Saved entries:
- - -

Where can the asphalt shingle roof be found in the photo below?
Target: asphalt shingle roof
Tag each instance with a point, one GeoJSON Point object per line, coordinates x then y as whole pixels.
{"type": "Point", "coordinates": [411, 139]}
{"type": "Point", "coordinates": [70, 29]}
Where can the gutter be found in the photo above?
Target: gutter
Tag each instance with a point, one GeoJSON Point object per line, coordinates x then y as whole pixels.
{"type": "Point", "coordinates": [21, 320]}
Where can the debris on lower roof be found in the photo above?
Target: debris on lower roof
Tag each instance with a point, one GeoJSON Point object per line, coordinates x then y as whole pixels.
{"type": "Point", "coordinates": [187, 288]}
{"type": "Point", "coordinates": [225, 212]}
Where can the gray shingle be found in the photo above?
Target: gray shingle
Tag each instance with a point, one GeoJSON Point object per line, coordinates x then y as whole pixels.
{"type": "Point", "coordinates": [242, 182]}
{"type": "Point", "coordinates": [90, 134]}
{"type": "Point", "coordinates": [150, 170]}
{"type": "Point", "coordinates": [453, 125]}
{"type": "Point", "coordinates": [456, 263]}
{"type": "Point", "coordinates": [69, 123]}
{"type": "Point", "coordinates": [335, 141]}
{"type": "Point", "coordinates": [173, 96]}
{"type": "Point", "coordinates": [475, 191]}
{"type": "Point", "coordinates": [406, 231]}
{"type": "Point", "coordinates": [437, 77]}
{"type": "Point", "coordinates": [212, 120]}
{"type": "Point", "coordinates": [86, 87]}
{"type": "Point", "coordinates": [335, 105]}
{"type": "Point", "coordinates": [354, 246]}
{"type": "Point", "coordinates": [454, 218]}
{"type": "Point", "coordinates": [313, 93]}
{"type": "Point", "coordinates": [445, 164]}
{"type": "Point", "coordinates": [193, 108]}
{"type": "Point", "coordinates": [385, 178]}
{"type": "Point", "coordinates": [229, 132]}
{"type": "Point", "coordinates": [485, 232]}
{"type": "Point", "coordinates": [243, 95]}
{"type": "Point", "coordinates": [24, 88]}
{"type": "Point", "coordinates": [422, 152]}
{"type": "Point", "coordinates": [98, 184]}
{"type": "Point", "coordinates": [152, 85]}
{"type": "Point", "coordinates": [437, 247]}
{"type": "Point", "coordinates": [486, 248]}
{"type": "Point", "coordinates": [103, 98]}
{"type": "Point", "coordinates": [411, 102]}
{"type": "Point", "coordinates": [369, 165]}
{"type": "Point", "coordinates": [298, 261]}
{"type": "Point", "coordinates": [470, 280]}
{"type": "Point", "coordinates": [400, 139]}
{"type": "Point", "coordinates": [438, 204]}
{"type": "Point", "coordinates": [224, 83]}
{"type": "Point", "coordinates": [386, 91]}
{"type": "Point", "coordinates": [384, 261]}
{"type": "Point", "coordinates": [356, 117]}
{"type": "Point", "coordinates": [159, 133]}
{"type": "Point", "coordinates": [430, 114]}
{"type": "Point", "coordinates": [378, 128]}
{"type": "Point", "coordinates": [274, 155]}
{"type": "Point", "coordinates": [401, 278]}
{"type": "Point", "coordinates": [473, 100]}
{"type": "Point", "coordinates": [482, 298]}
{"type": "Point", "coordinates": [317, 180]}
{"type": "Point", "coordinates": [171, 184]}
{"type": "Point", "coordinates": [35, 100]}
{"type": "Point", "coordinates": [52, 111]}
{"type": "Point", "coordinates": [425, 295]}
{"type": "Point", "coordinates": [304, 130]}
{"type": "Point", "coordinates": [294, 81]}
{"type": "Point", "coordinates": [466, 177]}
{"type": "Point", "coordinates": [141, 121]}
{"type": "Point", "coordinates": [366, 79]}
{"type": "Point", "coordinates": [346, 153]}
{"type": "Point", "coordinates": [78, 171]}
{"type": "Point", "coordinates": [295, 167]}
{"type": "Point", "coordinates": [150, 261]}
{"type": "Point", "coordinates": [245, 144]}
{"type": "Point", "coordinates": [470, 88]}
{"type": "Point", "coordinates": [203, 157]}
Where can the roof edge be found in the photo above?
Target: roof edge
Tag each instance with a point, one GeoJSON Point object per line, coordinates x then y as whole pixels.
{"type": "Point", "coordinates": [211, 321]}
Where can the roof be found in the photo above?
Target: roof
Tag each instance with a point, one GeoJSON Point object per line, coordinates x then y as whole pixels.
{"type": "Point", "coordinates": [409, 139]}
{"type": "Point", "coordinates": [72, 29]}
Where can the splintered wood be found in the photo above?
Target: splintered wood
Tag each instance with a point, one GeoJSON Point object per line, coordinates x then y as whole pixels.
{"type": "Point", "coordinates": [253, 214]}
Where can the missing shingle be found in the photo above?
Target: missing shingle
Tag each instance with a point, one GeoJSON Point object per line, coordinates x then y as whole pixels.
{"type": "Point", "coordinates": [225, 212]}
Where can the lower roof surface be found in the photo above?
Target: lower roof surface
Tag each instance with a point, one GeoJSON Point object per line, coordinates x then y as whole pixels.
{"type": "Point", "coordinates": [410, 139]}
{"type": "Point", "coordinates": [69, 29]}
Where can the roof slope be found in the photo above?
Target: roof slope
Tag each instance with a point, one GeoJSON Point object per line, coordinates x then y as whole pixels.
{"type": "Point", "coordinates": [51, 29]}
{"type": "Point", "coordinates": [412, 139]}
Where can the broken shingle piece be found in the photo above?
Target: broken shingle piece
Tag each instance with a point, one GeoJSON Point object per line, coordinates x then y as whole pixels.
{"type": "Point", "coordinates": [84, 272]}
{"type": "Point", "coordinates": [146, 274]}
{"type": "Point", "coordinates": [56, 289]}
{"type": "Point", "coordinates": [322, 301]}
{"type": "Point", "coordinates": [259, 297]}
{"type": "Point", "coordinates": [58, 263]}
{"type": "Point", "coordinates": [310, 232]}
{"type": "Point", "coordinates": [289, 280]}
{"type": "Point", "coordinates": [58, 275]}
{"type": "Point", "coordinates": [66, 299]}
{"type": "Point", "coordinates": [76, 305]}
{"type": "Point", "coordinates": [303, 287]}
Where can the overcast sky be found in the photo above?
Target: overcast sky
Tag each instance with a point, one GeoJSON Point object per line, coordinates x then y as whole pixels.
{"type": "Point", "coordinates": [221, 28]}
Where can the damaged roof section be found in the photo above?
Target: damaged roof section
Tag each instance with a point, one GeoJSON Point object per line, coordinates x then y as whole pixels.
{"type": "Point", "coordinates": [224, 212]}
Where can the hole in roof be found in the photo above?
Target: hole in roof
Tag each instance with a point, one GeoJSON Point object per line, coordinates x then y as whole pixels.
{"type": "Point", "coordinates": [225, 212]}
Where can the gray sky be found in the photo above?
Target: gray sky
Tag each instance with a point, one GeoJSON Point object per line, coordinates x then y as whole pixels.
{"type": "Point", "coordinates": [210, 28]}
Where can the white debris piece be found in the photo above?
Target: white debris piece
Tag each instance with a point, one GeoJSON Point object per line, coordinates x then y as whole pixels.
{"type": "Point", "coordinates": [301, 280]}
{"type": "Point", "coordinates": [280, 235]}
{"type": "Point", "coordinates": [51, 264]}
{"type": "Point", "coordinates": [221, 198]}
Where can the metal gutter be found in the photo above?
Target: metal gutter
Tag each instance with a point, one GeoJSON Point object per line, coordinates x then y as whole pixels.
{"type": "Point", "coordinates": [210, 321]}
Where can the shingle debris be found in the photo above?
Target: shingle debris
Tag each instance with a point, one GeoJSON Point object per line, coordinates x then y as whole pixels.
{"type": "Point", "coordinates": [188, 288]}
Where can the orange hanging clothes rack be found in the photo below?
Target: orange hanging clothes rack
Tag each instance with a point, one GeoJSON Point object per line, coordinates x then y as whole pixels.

- - -

Quote the material exactly, leaving nothing out.

**Answer**
Where can the asphalt shingle roof be found in the photo below?
Target: asphalt shingle roof
Tag each instance with a point, one GeoJSON Point object per line, coordinates x then y as whole pixels.
{"type": "Point", "coordinates": [411, 139]}
{"type": "Point", "coordinates": [70, 29]}
Where can the gutter be found in the photo above?
Target: gutter
Tag each instance with a point, one GeoJSON Point object per line, coordinates x then y as whole pixels.
{"type": "Point", "coordinates": [21, 320]}
Where can the debris on lower roof be found in the photo above?
Target: debris on lower roof
Tag each instance with a point, one GeoJSON Point object per line, coordinates x then y as whole pixels.
{"type": "Point", "coordinates": [187, 288]}
{"type": "Point", "coordinates": [225, 212]}
Where can the gray shingle be found in the photo above?
Target: gray shingle
Tag each instance with a point, one GeoJSON Point object per line, coordinates x then y as whole pixels.
{"type": "Point", "coordinates": [242, 182]}
{"type": "Point", "coordinates": [90, 134]}
{"type": "Point", "coordinates": [150, 170]}
{"type": "Point", "coordinates": [453, 125]}
{"type": "Point", "coordinates": [456, 263]}
{"type": "Point", "coordinates": [69, 123]}
{"type": "Point", "coordinates": [335, 141]}
{"type": "Point", "coordinates": [173, 96]}
{"type": "Point", "coordinates": [475, 191]}
{"type": "Point", "coordinates": [406, 231]}
{"type": "Point", "coordinates": [437, 77]}
{"type": "Point", "coordinates": [212, 120]}
{"type": "Point", "coordinates": [86, 87]}
{"type": "Point", "coordinates": [335, 105]}
{"type": "Point", "coordinates": [354, 246]}
{"type": "Point", "coordinates": [454, 218]}
{"type": "Point", "coordinates": [313, 93]}
{"type": "Point", "coordinates": [445, 164]}
{"type": "Point", "coordinates": [193, 108]}
{"type": "Point", "coordinates": [385, 178]}
{"type": "Point", "coordinates": [229, 132]}
{"type": "Point", "coordinates": [485, 232]}
{"type": "Point", "coordinates": [243, 95]}
{"type": "Point", "coordinates": [24, 88]}
{"type": "Point", "coordinates": [422, 152]}
{"type": "Point", "coordinates": [98, 184]}
{"type": "Point", "coordinates": [152, 85]}
{"type": "Point", "coordinates": [437, 247]}
{"type": "Point", "coordinates": [486, 248]}
{"type": "Point", "coordinates": [103, 98]}
{"type": "Point", "coordinates": [411, 102]}
{"type": "Point", "coordinates": [369, 165]}
{"type": "Point", "coordinates": [298, 261]}
{"type": "Point", "coordinates": [470, 280]}
{"type": "Point", "coordinates": [400, 139]}
{"type": "Point", "coordinates": [438, 204]}
{"type": "Point", "coordinates": [224, 83]}
{"type": "Point", "coordinates": [386, 91]}
{"type": "Point", "coordinates": [384, 261]}
{"type": "Point", "coordinates": [356, 117]}
{"type": "Point", "coordinates": [159, 133]}
{"type": "Point", "coordinates": [430, 114]}
{"type": "Point", "coordinates": [378, 128]}
{"type": "Point", "coordinates": [274, 155]}
{"type": "Point", "coordinates": [401, 278]}
{"type": "Point", "coordinates": [473, 100]}
{"type": "Point", "coordinates": [482, 298]}
{"type": "Point", "coordinates": [317, 180]}
{"type": "Point", "coordinates": [171, 184]}
{"type": "Point", "coordinates": [35, 100]}
{"type": "Point", "coordinates": [52, 111]}
{"type": "Point", "coordinates": [425, 295]}
{"type": "Point", "coordinates": [304, 130]}
{"type": "Point", "coordinates": [294, 81]}
{"type": "Point", "coordinates": [466, 177]}
{"type": "Point", "coordinates": [141, 121]}
{"type": "Point", "coordinates": [366, 79]}
{"type": "Point", "coordinates": [346, 153]}
{"type": "Point", "coordinates": [78, 171]}
{"type": "Point", "coordinates": [295, 167]}
{"type": "Point", "coordinates": [150, 261]}
{"type": "Point", "coordinates": [245, 144]}
{"type": "Point", "coordinates": [470, 88]}
{"type": "Point", "coordinates": [203, 157]}
Where can the roof edge be found in the photo above?
Target: roof edge
Tag each instance with a point, one GeoJSON Point object per line, coordinates x then y as whole pixels.
{"type": "Point", "coordinates": [211, 321]}
Where can the roof be found in the photo above?
Target: roof
Tag each instance with a point, one GeoJSON Point object per line, coordinates x then y as whole pixels.
{"type": "Point", "coordinates": [409, 139]}
{"type": "Point", "coordinates": [72, 29]}
Where can the splintered wood be found in the photo above?
Target: splintered wood
Tag each instance with a point, one GeoJSON Point object per line, coordinates x then y as whole pixels.
{"type": "Point", "coordinates": [253, 214]}
Where can the missing shingle be found in the photo above?
Target: missing shingle
Tag each instance with a point, one GeoJSON Point object per line, coordinates x then y as whole pixels.
{"type": "Point", "coordinates": [225, 212]}
Where can the lower roof surface be found in the photo above?
Target: lower roof surface
Tag each instance with a point, one GeoJSON Point object per line, coordinates x then y as whole pixels.
{"type": "Point", "coordinates": [410, 139]}
{"type": "Point", "coordinates": [69, 29]}
Where can the roof slope be found in the photo above?
Target: roof slope
Tag each instance with a point, one GeoJSON Point object per line, coordinates x then y as whole pixels.
{"type": "Point", "coordinates": [51, 29]}
{"type": "Point", "coordinates": [412, 139]}
Where can the broken shingle piece be found in the photo above?
Target: broken shingle piece
Tag each instance with a point, one GeoJSON Point object per line, coordinates x then y as whole pixels.
{"type": "Point", "coordinates": [84, 272]}
{"type": "Point", "coordinates": [146, 274]}
{"type": "Point", "coordinates": [56, 289]}
{"type": "Point", "coordinates": [322, 301]}
{"type": "Point", "coordinates": [259, 297]}
{"type": "Point", "coordinates": [58, 263]}
{"type": "Point", "coordinates": [310, 232]}
{"type": "Point", "coordinates": [289, 280]}
{"type": "Point", "coordinates": [58, 275]}
{"type": "Point", "coordinates": [66, 299]}
{"type": "Point", "coordinates": [76, 305]}
{"type": "Point", "coordinates": [303, 287]}
Where can the overcast sky be found in the photo above?
Target: overcast sky
Tag each instance with a point, one GeoJSON Point object per line, coordinates x then y as whole pixels.
{"type": "Point", "coordinates": [221, 28]}
Where can the damaged roof section be found in the photo above?
Target: damaged roof section
Tag each instance with a point, one GeoJSON Point object per line, coordinates x then y as whole pixels.
{"type": "Point", "coordinates": [224, 212]}
Where can the hole in roof be found in the photo above?
Target: hole in roof
Tag each instance with a point, one GeoJSON Point object per line, coordinates x then y as whole pixels.
{"type": "Point", "coordinates": [225, 212]}
Where can the gray sky be found in the photo above?
Target: gray sky
Tag each instance with a point, one GeoJSON Point object per line, coordinates x then y as whole pixels.
{"type": "Point", "coordinates": [210, 28]}
Where can the white debris piece be found in the photo above?
Target: white debris piece
Tag each instance with a point, one GeoJSON Point object per line, coordinates x then y as whole pixels.
{"type": "Point", "coordinates": [301, 280]}
{"type": "Point", "coordinates": [280, 235]}
{"type": "Point", "coordinates": [51, 264]}
{"type": "Point", "coordinates": [221, 198]}
Where can the metal gutter be found in the photo above?
Target: metal gutter
Tag each instance with a point, one GeoJSON Point object per line, coordinates x then y as whole pixels.
{"type": "Point", "coordinates": [210, 321]}
Where can the shingle debris be found in the photo above?
Target: shingle debris
Tag each instance with a point, one GeoJSON Point object per line, coordinates x then y as whole pixels.
{"type": "Point", "coordinates": [188, 288]}
Where can the orange hanging clothes rack be found in the photo below?
Target: orange hanging clothes rack
Tag each instance with a point, one GeoJSON Point object per line, coordinates x then y as whole pixels.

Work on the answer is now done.